ACTIONS À MENER:
(a) Comptez les lignes du listing qui contiennent la chaîne « painting », en tenant compte de la casse, et donnez seulement ce nombre.
(b) Poursuivez le texte sur le Forum Libération au Gabon à partir de sa dernière phrase.

TEXTE SOURCE:
--------------------------------------------------

La presse a fait état ce mercredi matin d'une enquête préliminaire du Parquet national financier en lien avec un forum organisé par Libération au Gabon en 2015. La co-gérance de Libération qui coopère pleinement avec la justice tient à apporter en toute transparence son éclairage sur cette opération.
Pendant l'été 2015, émerge le projet de tenir un Forum Libération à Libreville. Un responsable gabonais, qui avait assisté à Rennes à l'un des nombreux forums organisés par Libé à partir de 2007 en France, souhaite qu'une réunion du même type soit montée dans son pays. Un forum au Gabon ? La direction de la rédaction n'est de prime abord pas favorable à cette idée, compte tenu de la nature du régime gabonais.

--------------------------------------------------

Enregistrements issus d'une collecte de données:
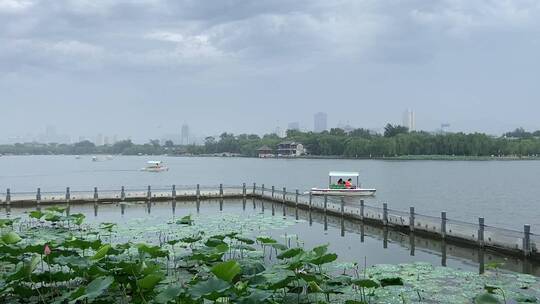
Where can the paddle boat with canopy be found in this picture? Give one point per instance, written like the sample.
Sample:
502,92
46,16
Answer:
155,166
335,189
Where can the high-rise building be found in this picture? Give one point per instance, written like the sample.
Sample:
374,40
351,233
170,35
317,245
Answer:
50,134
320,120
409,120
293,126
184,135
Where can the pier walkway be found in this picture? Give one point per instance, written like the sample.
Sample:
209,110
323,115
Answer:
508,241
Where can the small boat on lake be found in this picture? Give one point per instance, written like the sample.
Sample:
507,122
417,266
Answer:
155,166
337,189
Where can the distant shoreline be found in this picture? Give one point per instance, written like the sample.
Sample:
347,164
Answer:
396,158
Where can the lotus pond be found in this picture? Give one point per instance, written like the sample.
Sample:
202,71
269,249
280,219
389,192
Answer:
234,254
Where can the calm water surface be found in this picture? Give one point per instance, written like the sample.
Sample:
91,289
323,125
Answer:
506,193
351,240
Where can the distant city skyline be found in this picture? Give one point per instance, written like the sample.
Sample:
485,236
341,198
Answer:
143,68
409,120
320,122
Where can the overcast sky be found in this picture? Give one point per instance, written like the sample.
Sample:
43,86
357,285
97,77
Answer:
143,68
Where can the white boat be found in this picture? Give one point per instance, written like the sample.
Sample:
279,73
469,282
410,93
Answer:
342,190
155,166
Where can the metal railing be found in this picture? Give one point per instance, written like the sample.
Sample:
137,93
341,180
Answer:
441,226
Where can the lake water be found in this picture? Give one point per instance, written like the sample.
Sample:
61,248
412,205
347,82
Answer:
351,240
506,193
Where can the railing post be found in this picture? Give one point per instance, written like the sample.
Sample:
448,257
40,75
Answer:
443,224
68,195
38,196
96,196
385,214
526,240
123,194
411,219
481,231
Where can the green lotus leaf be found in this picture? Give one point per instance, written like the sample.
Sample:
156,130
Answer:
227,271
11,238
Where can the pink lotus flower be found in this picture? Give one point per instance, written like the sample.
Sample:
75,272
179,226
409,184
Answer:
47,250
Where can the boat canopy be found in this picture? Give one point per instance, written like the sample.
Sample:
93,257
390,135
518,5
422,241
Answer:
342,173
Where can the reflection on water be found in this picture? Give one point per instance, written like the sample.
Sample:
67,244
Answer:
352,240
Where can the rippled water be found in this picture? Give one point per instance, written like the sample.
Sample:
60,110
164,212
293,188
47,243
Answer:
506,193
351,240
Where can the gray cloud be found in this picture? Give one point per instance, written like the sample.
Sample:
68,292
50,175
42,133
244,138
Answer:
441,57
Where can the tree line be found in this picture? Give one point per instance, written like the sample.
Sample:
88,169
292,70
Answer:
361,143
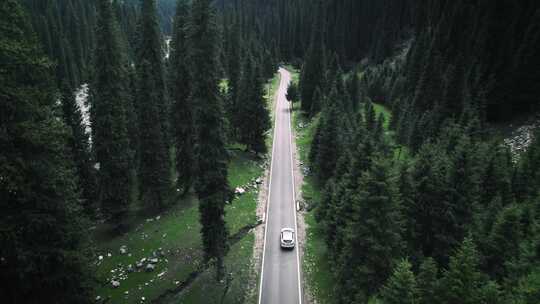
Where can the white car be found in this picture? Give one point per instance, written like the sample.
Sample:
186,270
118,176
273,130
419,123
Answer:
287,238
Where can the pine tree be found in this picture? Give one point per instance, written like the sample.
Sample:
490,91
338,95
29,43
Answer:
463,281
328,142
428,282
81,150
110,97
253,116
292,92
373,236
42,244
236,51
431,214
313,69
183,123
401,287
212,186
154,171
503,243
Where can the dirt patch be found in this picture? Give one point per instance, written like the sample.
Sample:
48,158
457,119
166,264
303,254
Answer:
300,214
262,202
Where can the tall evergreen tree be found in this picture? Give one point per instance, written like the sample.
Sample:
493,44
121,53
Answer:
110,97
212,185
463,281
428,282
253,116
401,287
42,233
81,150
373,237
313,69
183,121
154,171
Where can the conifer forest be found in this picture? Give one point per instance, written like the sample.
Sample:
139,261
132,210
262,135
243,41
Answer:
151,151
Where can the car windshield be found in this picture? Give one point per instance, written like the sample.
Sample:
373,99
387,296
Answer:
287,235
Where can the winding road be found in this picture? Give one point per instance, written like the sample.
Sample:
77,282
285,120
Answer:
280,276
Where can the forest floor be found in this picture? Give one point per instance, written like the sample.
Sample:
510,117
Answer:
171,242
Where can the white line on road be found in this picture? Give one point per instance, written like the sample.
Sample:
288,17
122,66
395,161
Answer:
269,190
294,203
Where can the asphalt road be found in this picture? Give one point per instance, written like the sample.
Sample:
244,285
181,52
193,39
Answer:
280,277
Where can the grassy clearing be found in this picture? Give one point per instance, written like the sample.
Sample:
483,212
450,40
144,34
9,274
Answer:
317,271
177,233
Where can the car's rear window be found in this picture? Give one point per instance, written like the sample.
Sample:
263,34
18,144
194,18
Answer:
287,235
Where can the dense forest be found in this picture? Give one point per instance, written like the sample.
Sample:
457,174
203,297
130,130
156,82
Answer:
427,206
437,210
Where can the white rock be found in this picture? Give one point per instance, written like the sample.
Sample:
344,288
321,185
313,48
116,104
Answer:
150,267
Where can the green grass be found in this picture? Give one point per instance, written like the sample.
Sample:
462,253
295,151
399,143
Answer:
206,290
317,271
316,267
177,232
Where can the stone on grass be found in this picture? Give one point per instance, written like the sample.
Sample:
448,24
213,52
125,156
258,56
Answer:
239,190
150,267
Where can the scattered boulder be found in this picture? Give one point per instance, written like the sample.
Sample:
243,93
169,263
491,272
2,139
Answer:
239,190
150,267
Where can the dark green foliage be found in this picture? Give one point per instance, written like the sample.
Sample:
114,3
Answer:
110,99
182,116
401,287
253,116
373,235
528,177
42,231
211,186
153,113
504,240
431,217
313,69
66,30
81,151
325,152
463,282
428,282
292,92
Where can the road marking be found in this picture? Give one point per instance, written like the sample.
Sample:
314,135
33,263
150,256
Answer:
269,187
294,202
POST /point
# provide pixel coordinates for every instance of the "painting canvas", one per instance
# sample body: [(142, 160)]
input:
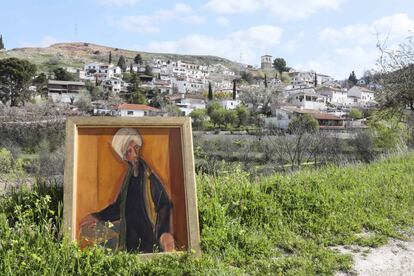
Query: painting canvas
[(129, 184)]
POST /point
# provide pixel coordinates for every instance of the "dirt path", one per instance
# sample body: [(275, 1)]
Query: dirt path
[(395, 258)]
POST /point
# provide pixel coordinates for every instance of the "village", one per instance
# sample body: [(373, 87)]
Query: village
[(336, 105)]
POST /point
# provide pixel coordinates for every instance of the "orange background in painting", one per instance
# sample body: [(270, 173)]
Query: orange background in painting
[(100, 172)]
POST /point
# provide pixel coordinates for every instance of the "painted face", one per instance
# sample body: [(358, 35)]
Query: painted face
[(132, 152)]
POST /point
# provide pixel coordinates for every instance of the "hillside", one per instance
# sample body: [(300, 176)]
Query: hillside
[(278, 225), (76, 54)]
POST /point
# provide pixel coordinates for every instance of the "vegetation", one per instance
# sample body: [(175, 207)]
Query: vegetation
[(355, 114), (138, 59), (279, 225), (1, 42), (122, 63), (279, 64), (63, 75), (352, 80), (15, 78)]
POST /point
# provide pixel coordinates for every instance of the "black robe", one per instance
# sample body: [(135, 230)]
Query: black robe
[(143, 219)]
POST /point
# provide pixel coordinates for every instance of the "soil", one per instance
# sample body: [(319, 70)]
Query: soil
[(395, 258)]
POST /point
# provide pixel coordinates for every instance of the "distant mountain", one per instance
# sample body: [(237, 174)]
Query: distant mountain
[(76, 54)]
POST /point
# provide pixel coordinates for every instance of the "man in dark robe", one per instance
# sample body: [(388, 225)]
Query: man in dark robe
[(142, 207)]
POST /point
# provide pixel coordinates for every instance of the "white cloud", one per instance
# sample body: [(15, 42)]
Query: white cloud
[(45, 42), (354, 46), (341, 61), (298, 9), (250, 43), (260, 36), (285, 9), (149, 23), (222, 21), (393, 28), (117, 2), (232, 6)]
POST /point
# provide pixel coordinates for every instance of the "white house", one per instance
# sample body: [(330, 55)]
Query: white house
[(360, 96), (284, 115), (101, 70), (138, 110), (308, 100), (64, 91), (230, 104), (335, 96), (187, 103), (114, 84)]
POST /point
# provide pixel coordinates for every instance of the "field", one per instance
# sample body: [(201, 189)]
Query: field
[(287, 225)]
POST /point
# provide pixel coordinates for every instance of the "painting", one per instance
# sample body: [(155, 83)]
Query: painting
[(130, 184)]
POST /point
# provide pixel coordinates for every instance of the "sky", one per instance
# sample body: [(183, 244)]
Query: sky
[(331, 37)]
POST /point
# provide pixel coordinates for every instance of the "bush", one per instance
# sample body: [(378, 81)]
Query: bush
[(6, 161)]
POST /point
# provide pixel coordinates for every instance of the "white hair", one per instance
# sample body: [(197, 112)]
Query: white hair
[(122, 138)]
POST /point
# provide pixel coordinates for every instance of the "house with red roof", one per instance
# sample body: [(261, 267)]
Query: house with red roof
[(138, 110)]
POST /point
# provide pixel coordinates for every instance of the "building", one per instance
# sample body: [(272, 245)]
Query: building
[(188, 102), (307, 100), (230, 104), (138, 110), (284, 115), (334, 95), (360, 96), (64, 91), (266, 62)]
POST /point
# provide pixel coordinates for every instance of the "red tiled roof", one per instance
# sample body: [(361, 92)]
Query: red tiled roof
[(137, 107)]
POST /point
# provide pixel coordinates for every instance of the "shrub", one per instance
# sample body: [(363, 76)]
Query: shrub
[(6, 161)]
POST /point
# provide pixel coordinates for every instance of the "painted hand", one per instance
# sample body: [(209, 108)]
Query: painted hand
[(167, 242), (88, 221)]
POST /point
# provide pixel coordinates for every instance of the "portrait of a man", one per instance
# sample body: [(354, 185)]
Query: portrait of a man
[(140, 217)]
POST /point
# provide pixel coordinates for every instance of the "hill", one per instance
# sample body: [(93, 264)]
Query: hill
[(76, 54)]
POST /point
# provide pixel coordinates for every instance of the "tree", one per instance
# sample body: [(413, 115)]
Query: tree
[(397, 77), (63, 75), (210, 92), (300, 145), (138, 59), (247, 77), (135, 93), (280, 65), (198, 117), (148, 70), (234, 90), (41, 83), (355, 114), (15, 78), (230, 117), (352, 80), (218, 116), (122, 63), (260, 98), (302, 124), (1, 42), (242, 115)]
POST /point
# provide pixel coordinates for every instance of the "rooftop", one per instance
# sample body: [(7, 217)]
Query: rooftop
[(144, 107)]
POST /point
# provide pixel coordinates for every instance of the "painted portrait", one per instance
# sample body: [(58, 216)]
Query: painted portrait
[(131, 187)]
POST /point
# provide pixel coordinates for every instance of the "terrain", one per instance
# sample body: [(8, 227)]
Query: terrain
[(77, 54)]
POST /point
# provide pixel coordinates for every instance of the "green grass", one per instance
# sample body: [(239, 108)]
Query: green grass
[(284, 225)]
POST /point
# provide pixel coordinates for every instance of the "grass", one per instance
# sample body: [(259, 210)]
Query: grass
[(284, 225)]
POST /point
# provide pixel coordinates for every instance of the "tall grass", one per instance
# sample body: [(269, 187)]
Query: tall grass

--------------------------------------------------

RÉSULTATS PAR TÂCHE:
(a) 6

(b)
L’idée émerge alors, si la réunion se passe bien et correspond aux normes du journal, que c’est peut-être une bonne occasion de développer cette activité en Afrique, aux même conditions qu’en France, comme le font d’autres médias. Le journal se tourne alors vers des conseils extérieurs incontestables, l’ONG Transparency International et Reporters sans Frontières. La réponse est unanime : si le forum est l’occasion d’une expression pluraliste, si l’opposition s’y exprime autant que le gouvernement, si la société civile est associée, il vaut mieux y aller que s’abstenir. Le continent est en évolution, dans plusieurs pays, les régimes en place tendent à s’ouvrir, la démocratie s’installe difficilement mais fait aussi des progrès indéniables et correspond à une aspiration populaire. C’est favoriser ce mouvement que de venir sur place tenir des débats ouverts, pluralistes, mêlant personnalités africaines et françaises (voir le programme du Forum de Libreville et les compte-rendus afférents).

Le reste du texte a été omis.